┌─ DATA SUPPLIED

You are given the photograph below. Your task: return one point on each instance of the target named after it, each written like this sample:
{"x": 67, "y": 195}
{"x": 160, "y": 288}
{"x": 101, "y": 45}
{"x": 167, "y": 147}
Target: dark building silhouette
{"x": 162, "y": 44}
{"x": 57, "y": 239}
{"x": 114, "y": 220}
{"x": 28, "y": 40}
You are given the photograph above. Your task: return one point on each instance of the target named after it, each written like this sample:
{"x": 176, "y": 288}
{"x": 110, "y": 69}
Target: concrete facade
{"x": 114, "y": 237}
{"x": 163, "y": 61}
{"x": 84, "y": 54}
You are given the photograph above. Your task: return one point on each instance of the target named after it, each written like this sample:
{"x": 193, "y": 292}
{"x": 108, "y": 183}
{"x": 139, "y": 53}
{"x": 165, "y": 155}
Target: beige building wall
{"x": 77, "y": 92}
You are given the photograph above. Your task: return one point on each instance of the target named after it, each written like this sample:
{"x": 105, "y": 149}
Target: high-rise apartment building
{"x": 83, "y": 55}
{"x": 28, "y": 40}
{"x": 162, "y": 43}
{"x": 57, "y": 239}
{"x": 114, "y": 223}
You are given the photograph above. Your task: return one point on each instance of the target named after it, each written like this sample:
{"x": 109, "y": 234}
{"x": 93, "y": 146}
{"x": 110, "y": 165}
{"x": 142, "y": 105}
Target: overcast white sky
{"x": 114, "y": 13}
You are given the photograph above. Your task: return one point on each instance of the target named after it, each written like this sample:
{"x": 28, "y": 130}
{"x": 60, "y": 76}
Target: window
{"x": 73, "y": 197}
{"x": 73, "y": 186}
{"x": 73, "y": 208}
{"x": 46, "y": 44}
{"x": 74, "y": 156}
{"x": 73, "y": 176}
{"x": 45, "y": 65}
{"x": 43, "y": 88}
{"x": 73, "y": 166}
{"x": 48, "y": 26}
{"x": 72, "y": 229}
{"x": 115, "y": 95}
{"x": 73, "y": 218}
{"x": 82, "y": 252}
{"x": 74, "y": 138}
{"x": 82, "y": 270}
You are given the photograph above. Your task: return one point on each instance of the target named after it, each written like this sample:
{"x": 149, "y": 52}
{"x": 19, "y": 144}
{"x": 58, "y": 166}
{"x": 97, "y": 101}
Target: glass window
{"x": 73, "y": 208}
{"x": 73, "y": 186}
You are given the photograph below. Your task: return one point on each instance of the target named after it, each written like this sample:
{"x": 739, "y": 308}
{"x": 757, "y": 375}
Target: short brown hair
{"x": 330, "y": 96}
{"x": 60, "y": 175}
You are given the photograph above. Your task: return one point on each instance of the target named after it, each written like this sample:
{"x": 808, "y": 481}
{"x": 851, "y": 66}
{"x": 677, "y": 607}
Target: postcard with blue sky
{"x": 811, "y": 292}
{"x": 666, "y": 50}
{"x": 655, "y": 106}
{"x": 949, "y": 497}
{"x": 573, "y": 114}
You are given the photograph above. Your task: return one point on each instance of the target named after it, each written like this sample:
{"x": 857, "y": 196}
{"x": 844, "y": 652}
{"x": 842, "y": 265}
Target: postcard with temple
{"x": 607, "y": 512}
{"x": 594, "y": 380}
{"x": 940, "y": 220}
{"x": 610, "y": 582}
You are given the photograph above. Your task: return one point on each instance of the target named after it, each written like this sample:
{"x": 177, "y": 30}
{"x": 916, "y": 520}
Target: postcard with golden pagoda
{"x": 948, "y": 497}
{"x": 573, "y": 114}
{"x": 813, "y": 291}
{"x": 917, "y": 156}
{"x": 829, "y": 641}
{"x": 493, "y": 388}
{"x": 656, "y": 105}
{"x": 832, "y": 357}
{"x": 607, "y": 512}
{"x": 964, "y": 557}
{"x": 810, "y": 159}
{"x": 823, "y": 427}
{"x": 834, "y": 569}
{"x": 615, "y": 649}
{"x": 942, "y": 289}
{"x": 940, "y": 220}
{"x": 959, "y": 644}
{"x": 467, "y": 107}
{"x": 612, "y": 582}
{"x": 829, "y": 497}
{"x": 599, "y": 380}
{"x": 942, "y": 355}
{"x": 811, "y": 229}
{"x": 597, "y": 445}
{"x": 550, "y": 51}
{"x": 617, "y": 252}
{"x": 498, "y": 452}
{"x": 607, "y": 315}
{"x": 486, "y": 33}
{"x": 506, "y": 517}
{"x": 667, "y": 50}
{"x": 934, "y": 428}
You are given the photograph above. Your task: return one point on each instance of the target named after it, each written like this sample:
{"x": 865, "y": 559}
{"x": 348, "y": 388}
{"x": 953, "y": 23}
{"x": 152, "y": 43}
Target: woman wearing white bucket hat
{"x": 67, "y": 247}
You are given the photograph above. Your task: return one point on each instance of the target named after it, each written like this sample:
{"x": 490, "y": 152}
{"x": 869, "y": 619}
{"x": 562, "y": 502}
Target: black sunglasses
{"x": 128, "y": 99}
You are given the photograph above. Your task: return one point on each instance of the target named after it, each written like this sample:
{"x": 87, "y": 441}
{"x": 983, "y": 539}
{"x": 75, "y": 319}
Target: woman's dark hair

└─

● **TASK REQUIREMENTS**: Restate the tail of the listing word for word, beginning at the line containing "Target: black sunglasses".

● **ANSWER TO THIS PROBLEM**:
Target: black sunglasses
{"x": 128, "y": 99}
You are given the photograph above. Your task: return one point on each instance of the target named after it, each written like this sample:
{"x": 87, "y": 441}
{"x": 983, "y": 539}
{"x": 75, "y": 319}
Target: woman's dark hair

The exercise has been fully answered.